Transcribe each entry exactly, without pictures.

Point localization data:
>>>>>
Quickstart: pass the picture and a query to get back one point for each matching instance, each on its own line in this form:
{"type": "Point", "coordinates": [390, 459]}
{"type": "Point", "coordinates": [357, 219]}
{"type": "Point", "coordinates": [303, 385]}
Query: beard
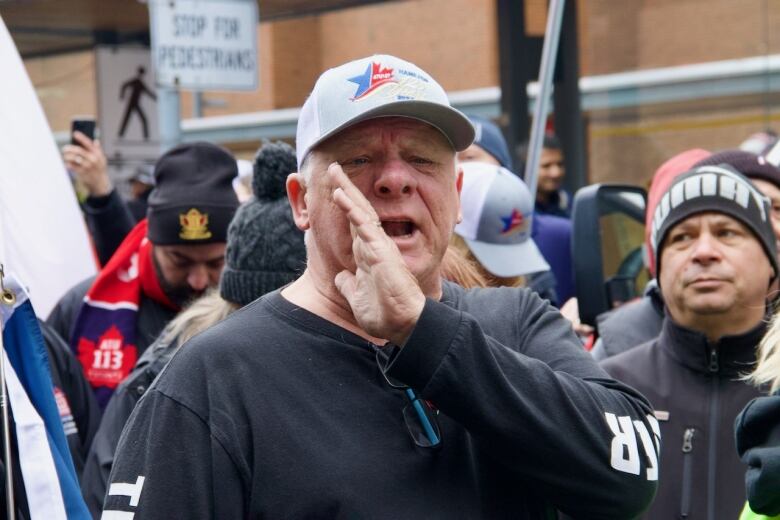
{"type": "Point", "coordinates": [179, 295]}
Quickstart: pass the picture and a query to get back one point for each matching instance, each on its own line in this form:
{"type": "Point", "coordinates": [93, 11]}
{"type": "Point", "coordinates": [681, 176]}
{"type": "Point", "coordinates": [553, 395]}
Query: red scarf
{"type": "Point", "coordinates": [104, 336]}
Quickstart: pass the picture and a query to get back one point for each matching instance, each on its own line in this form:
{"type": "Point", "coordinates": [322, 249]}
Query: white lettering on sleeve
{"type": "Point", "coordinates": [116, 515]}
{"type": "Point", "coordinates": [624, 437]}
{"type": "Point", "coordinates": [647, 444]}
{"type": "Point", "coordinates": [128, 489]}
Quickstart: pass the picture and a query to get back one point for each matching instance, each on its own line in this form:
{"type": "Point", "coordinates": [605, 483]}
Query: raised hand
{"type": "Point", "coordinates": [88, 163]}
{"type": "Point", "coordinates": [384, 296]}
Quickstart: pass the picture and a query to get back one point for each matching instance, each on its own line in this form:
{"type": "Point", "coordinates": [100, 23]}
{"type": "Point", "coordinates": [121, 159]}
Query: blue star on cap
{"type": "Point", "coordinates": [363, 81]}
{"type": "Point", "coordinates": [512, 222]}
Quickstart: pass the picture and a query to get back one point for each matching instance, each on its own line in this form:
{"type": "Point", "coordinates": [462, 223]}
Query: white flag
<<<<<
» **RESPONSE TO THE EXERCISE**:
Quickstart: pass the picture and a query to get back one point for each matching instance, each on its own line in this form:
{"type": "Point", "coordinates": [390, 459]}
{"type": "Point", "coordinates": [357, 219]}
{"type": "Point", "coordinates": [303, 385]}
Query: beard
{"type": "Point", "coordinates": [179, 295]}
Quickstart: pass the picture and a query to get back one point for each matching instance, each on its own line in this form:
{"type": "Point", "coordinates": [93, 11]}
{"type": "Point", "coordinates": [681, 176]}
{"type": "Point", "coordinates": [553, 395]}
Query: red scarf
{"type": "Point", "coordinates": [104, 336]}
Quickstart: pass the picture and a query to get back one point for each matching instance, each on its own line in this form:
{"type": "Point", "coordinates": [322, 249]}
Query: white lettering on sleeve
{"type": "Point", "coordinates": [116, 515]}
{"type": "Point", "coordinates": [624, 437]}
{"type": "Point", "coordinates": [647, 444]}
{"type": "Point", "coordinates": [128, 489]}
Quickstart: pass the picture and a query to get back one point for each matching instance, each on its own line in this form:
{"type": "Point", "coordinates": [605, 483]}
Query: raised hand
{"type": "Point", "coordinates": [88, 163]}
{"type": "Point", "coordinates": [384, 296]}
Quickstart: pass the picture and a query to get back one point for each matching instance, each on its own line in this form:
{"type": "Point", "coordinates": [100, 23]}
{"type": "Point", "coordinates": [121, 159]}
Query: blue star on cap
{"type": "Point", "coordinates": [363, 81]}
{"type": "Point", "coordinates": [512, 222]}
Quickstart: pass the picture and a query to get back one point for each matching instance, each on its own line in this form:
{"type": "Point", "coordinates": [462, 223]}
Query: white flag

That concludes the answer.